Task objective: Take the lines below from the first through the one that contains "One point goes on each instance of the butterfly antenna, as" and copy them exactly.

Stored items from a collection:

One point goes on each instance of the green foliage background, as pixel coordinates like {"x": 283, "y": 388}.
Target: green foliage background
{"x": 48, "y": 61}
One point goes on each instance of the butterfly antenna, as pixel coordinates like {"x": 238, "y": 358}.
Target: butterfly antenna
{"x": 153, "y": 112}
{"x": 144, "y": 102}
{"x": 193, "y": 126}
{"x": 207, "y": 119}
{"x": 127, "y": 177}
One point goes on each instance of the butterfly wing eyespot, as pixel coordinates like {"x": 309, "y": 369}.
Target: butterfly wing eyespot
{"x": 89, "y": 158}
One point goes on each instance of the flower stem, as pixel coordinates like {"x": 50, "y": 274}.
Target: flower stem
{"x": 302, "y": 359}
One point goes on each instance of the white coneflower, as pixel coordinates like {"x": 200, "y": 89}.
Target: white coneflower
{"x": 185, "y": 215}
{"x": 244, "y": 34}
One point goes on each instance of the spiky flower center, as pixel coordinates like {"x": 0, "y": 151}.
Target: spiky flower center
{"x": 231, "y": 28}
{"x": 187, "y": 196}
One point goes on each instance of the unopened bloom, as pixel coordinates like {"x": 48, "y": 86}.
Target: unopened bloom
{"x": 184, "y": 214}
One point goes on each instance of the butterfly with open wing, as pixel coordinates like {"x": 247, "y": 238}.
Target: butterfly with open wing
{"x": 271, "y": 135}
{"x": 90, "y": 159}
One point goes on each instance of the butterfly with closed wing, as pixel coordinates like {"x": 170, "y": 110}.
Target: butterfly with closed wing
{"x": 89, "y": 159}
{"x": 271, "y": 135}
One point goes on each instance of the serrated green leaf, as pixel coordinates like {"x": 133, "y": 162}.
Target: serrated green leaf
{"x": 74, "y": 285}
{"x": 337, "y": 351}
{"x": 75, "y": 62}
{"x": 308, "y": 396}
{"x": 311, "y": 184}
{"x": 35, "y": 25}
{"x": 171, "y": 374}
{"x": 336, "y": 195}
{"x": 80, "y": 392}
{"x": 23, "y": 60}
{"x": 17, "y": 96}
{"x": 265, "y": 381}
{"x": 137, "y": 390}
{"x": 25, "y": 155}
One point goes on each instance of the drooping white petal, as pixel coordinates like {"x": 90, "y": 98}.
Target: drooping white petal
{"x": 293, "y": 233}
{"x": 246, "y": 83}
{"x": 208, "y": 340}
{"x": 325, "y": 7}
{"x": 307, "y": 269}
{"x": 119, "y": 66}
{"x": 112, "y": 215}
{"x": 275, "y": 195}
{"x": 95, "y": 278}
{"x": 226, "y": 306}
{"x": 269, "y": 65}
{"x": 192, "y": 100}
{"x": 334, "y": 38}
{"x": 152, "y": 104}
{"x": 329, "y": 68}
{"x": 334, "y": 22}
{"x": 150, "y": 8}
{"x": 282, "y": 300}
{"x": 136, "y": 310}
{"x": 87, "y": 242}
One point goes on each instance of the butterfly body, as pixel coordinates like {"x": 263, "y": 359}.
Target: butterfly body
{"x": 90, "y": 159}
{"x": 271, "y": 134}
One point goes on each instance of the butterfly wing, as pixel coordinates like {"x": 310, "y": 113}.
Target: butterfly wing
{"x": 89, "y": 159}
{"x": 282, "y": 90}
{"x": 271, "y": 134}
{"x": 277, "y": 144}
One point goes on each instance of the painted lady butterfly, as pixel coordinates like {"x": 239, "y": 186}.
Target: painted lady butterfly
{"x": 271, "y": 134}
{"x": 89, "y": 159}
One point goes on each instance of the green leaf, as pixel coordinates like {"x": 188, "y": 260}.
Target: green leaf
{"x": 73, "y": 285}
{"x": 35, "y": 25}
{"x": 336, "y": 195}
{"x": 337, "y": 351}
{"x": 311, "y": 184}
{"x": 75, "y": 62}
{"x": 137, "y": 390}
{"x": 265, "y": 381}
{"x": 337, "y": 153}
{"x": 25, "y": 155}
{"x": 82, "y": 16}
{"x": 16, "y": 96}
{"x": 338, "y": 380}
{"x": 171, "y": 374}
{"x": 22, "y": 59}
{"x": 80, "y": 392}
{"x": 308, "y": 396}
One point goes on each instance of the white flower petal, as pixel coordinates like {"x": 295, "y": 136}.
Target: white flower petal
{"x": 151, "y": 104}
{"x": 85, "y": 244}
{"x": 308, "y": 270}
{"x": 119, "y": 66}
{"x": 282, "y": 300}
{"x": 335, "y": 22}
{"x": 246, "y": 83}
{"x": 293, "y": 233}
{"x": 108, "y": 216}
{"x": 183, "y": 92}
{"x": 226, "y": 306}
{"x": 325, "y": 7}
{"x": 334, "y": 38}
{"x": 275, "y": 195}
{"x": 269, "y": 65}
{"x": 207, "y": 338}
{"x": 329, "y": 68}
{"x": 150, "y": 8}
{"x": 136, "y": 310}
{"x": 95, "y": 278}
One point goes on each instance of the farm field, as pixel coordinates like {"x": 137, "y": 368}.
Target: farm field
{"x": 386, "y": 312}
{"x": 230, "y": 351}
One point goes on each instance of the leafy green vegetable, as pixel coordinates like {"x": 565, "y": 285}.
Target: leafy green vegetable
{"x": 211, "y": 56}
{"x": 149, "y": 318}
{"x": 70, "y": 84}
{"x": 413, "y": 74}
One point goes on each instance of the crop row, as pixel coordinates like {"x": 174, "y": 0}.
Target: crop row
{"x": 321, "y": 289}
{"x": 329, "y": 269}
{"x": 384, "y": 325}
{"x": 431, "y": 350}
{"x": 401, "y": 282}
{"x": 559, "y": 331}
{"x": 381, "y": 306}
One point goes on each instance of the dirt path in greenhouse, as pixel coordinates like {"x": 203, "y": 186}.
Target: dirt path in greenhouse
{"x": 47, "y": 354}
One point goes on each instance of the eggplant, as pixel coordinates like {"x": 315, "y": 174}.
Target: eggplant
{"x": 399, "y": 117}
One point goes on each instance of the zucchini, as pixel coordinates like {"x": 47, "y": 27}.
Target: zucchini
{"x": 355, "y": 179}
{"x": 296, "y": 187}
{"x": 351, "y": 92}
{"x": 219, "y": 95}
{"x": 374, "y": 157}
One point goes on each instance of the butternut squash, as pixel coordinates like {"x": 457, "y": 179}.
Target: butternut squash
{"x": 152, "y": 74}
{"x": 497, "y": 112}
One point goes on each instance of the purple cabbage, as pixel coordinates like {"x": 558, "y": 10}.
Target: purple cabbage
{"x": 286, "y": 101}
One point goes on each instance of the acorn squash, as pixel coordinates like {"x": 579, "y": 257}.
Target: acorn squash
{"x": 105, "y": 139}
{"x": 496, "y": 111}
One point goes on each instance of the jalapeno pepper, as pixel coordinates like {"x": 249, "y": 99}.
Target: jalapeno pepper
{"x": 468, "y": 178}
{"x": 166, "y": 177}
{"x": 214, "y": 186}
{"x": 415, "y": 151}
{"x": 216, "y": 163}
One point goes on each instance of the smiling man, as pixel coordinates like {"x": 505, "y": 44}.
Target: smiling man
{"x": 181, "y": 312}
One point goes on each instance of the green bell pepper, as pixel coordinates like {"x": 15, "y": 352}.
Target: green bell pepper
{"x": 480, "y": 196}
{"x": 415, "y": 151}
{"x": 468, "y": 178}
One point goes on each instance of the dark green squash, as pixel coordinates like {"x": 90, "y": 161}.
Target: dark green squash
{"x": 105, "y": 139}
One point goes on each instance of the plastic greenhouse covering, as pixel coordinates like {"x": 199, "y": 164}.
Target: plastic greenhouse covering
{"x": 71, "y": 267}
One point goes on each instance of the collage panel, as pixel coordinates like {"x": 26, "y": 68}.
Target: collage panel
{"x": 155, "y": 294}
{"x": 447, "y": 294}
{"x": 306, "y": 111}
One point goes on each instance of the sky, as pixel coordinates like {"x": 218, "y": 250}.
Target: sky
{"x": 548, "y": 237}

Answer box:
One point goes on each instance of the green foliage background, as pixel coordinates like {"x": 283, "y": 388}.
Target: green foliage background
{"x": 48, "y": 61}
One point goes on each instance of the butterfly antenna, as pixel coordinates like {"x": 238, "y": 358}.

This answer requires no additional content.